(Given passage)
------------------------------------------------------------
Building a partnership between emergency services and youth mental health services in BC

Research co-leads: 

Research user co-lead:

  • Dr. Frank Scheuermeyer
    Providence Health Care

Team members: 

  • Dr. David Barbic
    University of British Columbia, BC Emergency Network, Centre for Health Evaluation & Outcome Sciences 
  • Dr. Steve Mathias
    Inner City Youth Program, St. Paul's Hospital, University of British Columbia, Infant, Child, and Youth Mental Health and Addictions Regional Program, Vancouver Coastal Health, Centre for Health Evaluation & Outcome Sciences 
  • Pam Liversidge
  • Tara Beaulieu
    University of British Columbia, British Columbia Centre on Substance Use

In Canada, there has been a profound disconnect between emergency services and mental health services for youth and young adults. Recent evidence suggests that more than half of Canadian youth and young adults presenting to an Emergency Department (ED) with mental health and substance use (MHSU) needs have not had any previous mental health-related contact with the health care system.
------------------------------------------------------------
(Extracted data)
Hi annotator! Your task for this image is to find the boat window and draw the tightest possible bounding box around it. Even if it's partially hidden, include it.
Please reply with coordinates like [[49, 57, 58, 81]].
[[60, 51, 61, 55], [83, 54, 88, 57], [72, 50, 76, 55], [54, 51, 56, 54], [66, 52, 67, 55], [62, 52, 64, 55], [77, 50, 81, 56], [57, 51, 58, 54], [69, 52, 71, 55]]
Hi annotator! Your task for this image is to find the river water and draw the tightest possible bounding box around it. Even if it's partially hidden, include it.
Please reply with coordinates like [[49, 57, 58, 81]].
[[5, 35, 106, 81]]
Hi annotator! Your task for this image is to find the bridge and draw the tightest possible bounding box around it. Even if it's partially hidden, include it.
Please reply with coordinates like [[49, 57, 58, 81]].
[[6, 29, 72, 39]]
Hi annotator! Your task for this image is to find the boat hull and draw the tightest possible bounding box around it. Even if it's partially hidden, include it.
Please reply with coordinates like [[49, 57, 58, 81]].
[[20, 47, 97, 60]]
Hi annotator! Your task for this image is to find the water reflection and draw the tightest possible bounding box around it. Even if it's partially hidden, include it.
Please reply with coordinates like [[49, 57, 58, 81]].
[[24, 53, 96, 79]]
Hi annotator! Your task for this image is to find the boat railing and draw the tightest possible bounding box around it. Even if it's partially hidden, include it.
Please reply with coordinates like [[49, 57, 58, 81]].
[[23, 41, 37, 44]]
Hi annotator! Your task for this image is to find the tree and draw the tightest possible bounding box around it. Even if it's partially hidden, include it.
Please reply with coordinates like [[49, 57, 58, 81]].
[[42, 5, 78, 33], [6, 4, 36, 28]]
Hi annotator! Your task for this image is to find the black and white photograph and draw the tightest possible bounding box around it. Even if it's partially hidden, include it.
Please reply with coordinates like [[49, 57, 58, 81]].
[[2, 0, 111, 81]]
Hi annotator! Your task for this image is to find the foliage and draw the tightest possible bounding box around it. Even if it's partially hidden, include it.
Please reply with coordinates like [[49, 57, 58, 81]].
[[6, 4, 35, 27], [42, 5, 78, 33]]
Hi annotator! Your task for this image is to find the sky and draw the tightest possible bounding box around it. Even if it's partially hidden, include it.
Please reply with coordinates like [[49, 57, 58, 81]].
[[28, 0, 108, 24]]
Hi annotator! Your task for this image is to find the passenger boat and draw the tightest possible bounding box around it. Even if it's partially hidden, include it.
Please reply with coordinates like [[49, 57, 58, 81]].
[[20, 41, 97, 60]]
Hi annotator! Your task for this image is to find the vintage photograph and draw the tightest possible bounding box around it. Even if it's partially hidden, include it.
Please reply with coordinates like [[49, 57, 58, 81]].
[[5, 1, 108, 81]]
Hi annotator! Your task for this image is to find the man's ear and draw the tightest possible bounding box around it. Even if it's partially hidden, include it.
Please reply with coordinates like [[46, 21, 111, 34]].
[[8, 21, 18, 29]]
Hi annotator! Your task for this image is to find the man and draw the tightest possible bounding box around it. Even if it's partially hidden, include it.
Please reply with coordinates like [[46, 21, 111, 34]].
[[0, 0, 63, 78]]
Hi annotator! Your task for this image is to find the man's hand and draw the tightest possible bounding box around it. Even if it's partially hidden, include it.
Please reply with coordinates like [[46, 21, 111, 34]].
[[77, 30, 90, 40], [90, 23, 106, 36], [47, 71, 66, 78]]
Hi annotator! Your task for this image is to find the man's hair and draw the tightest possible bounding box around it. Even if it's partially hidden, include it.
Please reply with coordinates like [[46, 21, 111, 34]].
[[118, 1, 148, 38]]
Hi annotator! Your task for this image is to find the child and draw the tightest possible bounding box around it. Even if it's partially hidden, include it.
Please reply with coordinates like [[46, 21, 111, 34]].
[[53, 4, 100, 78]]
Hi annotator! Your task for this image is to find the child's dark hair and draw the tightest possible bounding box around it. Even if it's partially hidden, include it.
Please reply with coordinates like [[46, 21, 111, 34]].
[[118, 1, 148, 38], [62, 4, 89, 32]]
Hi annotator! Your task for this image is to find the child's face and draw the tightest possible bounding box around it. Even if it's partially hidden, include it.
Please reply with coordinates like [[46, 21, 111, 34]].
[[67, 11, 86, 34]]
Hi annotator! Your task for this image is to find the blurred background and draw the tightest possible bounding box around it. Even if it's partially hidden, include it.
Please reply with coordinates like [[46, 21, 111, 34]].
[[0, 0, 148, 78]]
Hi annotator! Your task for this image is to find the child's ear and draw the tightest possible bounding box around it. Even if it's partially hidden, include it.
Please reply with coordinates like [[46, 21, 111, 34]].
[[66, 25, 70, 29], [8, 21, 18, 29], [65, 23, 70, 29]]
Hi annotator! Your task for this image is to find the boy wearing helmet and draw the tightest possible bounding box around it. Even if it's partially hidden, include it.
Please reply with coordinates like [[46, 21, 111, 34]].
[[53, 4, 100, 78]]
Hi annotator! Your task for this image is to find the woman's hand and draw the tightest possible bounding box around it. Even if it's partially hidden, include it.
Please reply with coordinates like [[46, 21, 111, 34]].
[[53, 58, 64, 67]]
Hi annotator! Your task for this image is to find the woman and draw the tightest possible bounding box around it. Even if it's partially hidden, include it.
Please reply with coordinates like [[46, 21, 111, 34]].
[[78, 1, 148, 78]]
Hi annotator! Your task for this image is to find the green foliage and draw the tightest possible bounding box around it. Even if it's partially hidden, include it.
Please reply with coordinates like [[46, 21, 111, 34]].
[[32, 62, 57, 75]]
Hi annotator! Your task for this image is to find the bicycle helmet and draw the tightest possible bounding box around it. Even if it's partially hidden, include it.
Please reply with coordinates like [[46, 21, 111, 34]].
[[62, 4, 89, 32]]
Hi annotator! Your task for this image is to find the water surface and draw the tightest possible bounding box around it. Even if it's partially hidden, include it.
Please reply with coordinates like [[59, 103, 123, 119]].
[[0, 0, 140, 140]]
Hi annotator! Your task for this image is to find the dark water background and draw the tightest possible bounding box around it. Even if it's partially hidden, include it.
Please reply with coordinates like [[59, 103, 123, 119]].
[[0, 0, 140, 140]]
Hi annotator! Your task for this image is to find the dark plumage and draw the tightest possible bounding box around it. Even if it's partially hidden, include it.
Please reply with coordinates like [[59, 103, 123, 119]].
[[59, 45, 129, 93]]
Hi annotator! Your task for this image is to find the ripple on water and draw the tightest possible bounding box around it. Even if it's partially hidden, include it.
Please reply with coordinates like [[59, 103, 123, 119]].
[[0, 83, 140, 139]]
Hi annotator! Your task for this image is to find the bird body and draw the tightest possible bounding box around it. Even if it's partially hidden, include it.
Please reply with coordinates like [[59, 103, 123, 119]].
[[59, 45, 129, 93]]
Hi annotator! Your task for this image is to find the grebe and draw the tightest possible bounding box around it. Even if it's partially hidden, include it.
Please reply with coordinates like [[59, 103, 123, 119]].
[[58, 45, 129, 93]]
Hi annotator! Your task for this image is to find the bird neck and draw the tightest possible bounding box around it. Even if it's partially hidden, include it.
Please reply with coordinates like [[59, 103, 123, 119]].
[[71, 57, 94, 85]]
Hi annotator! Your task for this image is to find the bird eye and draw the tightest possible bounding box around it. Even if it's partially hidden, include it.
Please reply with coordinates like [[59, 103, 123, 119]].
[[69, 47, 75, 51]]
------------------------------------------------------------
(What you need to do)
1 > In the text on the BC emergency and youth mental health partnership, what share of Canadian youth and young adults who come to an Emergency Department with mental health and substance use needs have had no earlier mental health-related contact with the health care system?
2 > List every person named under the "Team members:" heading of the youth mental health partnership text.
3 > Go on with the text about the partnership between emergency services and youth mental health services in BC, starting after its final sentence.

(Responses per task)
1 > More than half.

2 > Dr. David Barbic, Dr. Steve Mathias, Pam Liversidge, Tara Beaulieu

3 >
In BC, the opioid epidemic has compounded this crisis, with youth and young adults accounting for 20-25% of all opioid-related overdoses and deaths. From coast to coast, there is an immediate need to improve referral to integrated youth and young adult services to limit repeated ED visits and hospitalization for MHSU disorders and to promote the health and well-being of this population. The goal of our work is to build a partnership in BC between a network of EDs and an integrated youth and young adult health services network called Foundry.

Specifically, we propose to coalesce a group of patients and their family, service providers, clinicians, and physicians for a one-day workshop to inform the development of an intervention (ED2Foundry) designed to improve the linkages between EDs and community health services for youth and young adults with MHSU concerns.